━━ EINTRÄGE IM DATENSATZ ━━
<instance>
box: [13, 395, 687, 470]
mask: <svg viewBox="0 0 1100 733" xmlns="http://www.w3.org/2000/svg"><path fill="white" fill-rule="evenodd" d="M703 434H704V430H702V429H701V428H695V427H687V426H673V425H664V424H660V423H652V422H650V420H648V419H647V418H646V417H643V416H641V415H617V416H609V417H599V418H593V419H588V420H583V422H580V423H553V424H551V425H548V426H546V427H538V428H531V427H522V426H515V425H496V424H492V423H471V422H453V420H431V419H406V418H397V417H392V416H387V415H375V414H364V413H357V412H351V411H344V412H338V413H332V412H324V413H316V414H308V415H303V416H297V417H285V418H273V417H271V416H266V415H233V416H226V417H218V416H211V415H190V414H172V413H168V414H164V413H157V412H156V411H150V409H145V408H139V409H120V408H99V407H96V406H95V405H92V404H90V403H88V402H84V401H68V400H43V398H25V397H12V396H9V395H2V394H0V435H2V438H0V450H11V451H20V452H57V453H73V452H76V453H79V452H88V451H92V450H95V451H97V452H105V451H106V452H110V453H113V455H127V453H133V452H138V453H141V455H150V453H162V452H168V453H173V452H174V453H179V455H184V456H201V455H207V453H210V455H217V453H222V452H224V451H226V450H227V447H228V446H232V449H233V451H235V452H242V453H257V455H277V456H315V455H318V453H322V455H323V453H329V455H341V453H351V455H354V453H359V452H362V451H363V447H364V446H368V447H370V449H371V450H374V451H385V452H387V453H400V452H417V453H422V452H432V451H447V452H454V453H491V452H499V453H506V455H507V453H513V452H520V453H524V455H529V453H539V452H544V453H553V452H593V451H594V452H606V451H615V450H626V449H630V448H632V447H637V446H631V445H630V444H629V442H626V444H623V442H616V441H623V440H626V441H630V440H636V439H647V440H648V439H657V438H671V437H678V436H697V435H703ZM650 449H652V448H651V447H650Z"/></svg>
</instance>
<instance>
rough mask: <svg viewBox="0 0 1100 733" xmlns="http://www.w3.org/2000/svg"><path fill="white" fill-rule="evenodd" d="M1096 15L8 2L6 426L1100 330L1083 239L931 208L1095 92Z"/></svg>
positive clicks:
━━━
_ZIEL DER AUFGABE_. Schreibe alle obigen Einträge Zeile für Zeile unverändert ab.

_LÖSUNG DER AUFGABE_.
<instance>
box: [13, 395, 687, 470]
mask: <svg viewBox="0 0 1100 733" xmlns="http://www.w3.org/2000/svg"><path fill="white" fill-rule="evenodd" d="M703 434H704V430H702V429H701V428H695V427H687V426H673V425H664V424H660V423H652V422H650V420H648V419H647V418H646V417H643V416H641V415H617V416H609V417H599V418H593V419H588V420H583V422H580V423H553V424H551V425H548V426H546V427H538V428H531V427H522V426H515V425H496V424H492V423H471V422H453V420H431V419H406V418H397V417H392V416H387V415H375V414H364V413H357V412H351V411H344V412H338V413H332V412H324V413H316V414H308V415H303V416H297V417H285V418H273V417H271V416H266V415H233V416H226V417H218V416H211V415H190V414H172V413H168V414H164V413H157V412H156V411H150V409H145V408H139V409H120V408H99V407H96V406H95V405H92V404H90V403H88V402H84V401H68V400H43V398H25V397H12V396H9V395H2V394H0V435H2V438H0V450H11V451H20V452H57V453H73V452H76V453H79V452H88V451H92V450H95V451H97V452H105V451H106V452H110V453H113V455H127V453H133V452H138V453H141V455H150V453H162V452H168V453H173V452H174V453H179V455H184V456H201V455H207V453H210V455H217V453H222V452H224V451H226V450H227V447H228V446H232V449H233V451H235V452H242V453H257V455H277V456H315V455H318V453H322V455H323V453H329V455H341V453H351V455H354V453H359V452H362V451H363V447H364V446H368V447H370V449H371V450H374V451H385V452H387V453H400V452H417V453H422V452H432V451H447V452H454V453H491V452H499V453H506V455H507V453H513V452H520V453H524V455H529V453H539V452H544V453H553V452H593V451H594V452H606V451H615V450H626V449H630V448H632V447H637V446H631V445H630V444H629V442H626V444H623V442H616V441H623V440H626V441H630V440H636V439H647V440H648V439H657V438H671V437H678V436H697V435H703ZM650 449H652V448H651V447H650Z"/></svg>
</instance>
<instance>
rough mask: <svg viewBox="0 0 1100 733" xmlns="http://www.w3.org/2000/svg"><path fill="white" fill-rule="evenodd" d="M1096 15L8 2L6 426L1100 330L1083 239L931 208L1095 92Z"/></svg>
positive clicks:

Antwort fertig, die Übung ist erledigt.